Dragon's Crown PRO is the Same Great Game but Even More Beautiful!

Which could be good or bad news depending on your feelings about the first

Vanillaware has always been one of my favorite studios, one of a small number of smaller scale developers that, instead of participating in the race toward the newest trends and the best graphics, focus on a homegrown aesthetic. After the magical, ground-up remake that was Odin Sphere: Leifthrasir, hearing that Dragon’s Crown was also getting a PS4 port with PRO was welcome news. As with the first Odin Sphere, I felt Dragon’s Crown was a tremendous game that had a few flaws keeping it from being perfect. I dialed back my expectations a bit after hearing that PRO was going to be a visual upgrade but it’s impossible not to get excited at the prospect of playing a brand new Vanillaware game.

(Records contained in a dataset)
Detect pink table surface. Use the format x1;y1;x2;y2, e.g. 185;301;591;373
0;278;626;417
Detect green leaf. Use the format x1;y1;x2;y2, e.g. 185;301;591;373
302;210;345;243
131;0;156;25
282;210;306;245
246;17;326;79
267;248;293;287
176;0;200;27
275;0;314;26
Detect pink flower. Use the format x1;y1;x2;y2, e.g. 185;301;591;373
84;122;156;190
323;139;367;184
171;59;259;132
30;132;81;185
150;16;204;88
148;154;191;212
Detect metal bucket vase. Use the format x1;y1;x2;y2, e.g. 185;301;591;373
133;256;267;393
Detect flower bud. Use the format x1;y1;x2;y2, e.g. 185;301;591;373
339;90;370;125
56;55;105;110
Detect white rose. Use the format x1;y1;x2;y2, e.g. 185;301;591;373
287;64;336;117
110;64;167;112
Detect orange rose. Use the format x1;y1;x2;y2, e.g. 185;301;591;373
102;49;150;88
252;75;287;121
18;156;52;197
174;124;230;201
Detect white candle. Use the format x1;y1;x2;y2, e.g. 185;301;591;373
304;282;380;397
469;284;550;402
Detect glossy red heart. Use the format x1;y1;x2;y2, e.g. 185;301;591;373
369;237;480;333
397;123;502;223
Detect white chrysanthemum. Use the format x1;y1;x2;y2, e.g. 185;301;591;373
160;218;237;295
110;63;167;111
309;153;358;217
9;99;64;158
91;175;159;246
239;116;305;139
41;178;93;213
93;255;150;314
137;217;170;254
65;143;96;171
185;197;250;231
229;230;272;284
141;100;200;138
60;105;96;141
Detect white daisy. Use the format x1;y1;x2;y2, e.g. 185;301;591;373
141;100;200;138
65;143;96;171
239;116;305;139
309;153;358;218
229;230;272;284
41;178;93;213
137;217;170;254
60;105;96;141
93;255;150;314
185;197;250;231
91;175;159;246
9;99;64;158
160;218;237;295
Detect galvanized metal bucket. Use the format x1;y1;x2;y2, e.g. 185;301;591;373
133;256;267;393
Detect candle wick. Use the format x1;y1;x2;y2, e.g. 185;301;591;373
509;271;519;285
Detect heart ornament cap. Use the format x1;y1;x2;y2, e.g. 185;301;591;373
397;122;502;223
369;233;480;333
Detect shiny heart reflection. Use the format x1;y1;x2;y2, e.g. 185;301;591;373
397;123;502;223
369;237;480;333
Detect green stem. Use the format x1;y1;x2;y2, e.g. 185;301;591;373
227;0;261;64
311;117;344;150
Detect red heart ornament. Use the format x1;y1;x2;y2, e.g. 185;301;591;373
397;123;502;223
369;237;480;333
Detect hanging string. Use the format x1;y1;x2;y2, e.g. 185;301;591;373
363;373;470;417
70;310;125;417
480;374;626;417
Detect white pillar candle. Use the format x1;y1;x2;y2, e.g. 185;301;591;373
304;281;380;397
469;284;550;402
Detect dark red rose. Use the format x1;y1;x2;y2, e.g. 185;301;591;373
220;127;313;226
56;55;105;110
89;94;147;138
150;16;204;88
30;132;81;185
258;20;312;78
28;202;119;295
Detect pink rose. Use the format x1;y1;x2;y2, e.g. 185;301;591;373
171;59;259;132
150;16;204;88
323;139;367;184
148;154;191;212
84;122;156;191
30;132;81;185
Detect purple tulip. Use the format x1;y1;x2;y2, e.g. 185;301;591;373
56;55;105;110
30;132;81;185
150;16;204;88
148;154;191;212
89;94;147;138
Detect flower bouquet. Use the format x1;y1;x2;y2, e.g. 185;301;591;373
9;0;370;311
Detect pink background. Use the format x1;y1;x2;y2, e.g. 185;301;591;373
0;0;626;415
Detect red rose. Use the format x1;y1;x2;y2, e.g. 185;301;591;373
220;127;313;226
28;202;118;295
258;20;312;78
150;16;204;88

- **PARTS OF THE EXERCISE**:
(a) Explain why the Dragon's Crown PRO review says the release could be good or bad news.
(b) Please quote the Dragon's Crown PRO review from "Which could be" to "new Vanillaware game.".

- **SOLVED PROBLEMS**:
(a) Dragon's Crown PRO is the same game as the original, only more beautiful. So whether the news is good or bad depends on how you felt about the first game.

(b)
Which could be good or bad news depending on your feelings about the first

Vanillaware has always been one of my favorite studios, one of a small number of smaller scale developers that, instead of participating in the race toward the newest trends and the best graphics, focus on a homegrown aesthetic. After the magical, ground-up remake that was Odin Sphere: Leifthrasir, hearing that Dragon’s Crown was also getting a PS4 port with PRO was welcome news. As with the first Odin Sphere, I felt Dragon’s Crown was a tremendous game that had a few flaws keeping it from being perfect. I dialed back my expectations a bit after hearing that PRO was going to be a visual upgrade but it’s impossible not to get excited at the prospect of playing a brand new Vanillaware game.